_The task_
Reproduce the stretch from the line containing "In this exercise you will indicate the trimmed" through the end of the lines, substituting "pin" for every "marker" and leaving everything else unchanged.

---

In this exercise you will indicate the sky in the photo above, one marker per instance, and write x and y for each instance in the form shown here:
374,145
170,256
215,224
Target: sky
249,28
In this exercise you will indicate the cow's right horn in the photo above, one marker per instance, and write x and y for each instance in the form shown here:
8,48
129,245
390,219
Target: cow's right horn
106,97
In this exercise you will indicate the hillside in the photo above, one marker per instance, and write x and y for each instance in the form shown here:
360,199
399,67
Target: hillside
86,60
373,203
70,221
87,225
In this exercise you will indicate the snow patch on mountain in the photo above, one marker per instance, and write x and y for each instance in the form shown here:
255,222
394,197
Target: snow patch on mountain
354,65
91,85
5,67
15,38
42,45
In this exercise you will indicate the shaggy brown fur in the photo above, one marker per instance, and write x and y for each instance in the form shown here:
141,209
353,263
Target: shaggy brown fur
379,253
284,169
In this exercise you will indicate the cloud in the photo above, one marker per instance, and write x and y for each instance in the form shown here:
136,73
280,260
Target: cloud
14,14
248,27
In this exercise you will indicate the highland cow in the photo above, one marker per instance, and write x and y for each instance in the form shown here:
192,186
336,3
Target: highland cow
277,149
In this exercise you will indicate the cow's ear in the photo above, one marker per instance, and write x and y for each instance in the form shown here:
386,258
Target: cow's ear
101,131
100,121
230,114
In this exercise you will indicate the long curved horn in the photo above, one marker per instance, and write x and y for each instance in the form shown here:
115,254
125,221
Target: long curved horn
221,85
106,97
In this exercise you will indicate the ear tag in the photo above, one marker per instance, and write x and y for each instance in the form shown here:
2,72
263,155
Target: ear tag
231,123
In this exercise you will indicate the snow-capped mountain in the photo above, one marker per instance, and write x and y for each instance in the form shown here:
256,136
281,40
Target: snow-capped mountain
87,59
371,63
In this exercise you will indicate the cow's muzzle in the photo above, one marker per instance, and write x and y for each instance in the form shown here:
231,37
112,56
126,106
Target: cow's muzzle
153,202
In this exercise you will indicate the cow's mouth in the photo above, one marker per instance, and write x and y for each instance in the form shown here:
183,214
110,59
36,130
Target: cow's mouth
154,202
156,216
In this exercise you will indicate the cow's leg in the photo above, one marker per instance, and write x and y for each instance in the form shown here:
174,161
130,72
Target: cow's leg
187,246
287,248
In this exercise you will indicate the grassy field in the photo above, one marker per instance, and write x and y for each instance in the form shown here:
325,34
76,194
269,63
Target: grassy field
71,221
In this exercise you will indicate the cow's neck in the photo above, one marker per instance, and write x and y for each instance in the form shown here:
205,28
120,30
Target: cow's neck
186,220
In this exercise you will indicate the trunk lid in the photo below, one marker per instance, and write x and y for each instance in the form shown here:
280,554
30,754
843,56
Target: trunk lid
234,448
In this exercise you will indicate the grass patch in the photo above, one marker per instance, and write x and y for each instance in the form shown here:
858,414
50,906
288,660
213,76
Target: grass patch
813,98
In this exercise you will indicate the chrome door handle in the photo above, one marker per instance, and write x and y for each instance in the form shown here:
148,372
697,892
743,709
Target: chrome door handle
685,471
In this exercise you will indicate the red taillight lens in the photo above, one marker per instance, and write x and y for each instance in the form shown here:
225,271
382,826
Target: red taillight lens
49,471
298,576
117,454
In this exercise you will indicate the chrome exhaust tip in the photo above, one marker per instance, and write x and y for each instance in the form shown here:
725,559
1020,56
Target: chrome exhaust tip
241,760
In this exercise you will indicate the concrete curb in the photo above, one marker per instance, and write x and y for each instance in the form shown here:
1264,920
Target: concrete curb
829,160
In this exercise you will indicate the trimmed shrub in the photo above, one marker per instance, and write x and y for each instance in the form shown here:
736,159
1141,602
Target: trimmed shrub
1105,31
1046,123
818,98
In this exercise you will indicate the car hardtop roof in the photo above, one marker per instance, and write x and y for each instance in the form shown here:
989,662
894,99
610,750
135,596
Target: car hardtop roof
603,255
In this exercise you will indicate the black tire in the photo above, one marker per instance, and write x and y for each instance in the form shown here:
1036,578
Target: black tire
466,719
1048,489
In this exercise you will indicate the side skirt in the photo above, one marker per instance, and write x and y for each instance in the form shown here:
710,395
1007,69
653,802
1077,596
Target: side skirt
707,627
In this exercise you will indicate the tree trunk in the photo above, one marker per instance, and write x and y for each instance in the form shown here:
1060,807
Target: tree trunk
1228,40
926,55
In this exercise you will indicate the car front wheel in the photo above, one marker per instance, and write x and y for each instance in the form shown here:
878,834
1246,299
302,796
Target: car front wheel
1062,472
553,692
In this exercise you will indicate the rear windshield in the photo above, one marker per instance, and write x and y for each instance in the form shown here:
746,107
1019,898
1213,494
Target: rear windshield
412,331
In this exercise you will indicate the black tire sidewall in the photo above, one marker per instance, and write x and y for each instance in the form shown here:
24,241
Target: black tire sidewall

---

_Response to the exercise_
In this exercise you will indicate the trimmed shrub in the photo above, one pin per instance, and write x and y for each instance in the form shown here:
736,159
1141,602
Target: trimmed shrub
1105,31
1046,123
818,98
In this exercise you will indicate the car hardtop roof in the photo above, one pin per instance, and write x and y for each instance in the form shown here:
989,662
894,99
610,750
135,596
Target: car hardtop roof
603,255
In this exercise you will indicate the black tire in the photo above, one pin per instance, and write x and y for each instance in the form shown here:
1036,578
Target: black tire
466,719
1048,489
In this exercise you will indicate the side skirt in the photo above, one pin per instance, and write x and y for each instance in the form shown here:
710,395
1007,69
653,802
1077,596
Target: side skirt
707,627
In this exercise you will indicate the tree trunk in the photo above, one pin per instance, and write x and y for each instance in the form shown here:
1060,807
Target: tree trunk
1228,40
926,55
In this exercise you will indicate the car front wheel in the photo above, one pin per instance, and write x and y for each instance in the form shown here:
878,834
1246,299
302,796
Target: car front wheel
1062,472
553,692
In this exercise you will indicate the rear windshield in the photo above, one pin per instance, and write x and y for each instance in the form shown here:
746,107
1019,898
1213,494
Target: rear windshield
412,331
In this exercise you will indicate the black tire sidewall in the photo above, one pin per instance, and write x and y for each instance in the form shown here:
24,241
Target: black tire sidewall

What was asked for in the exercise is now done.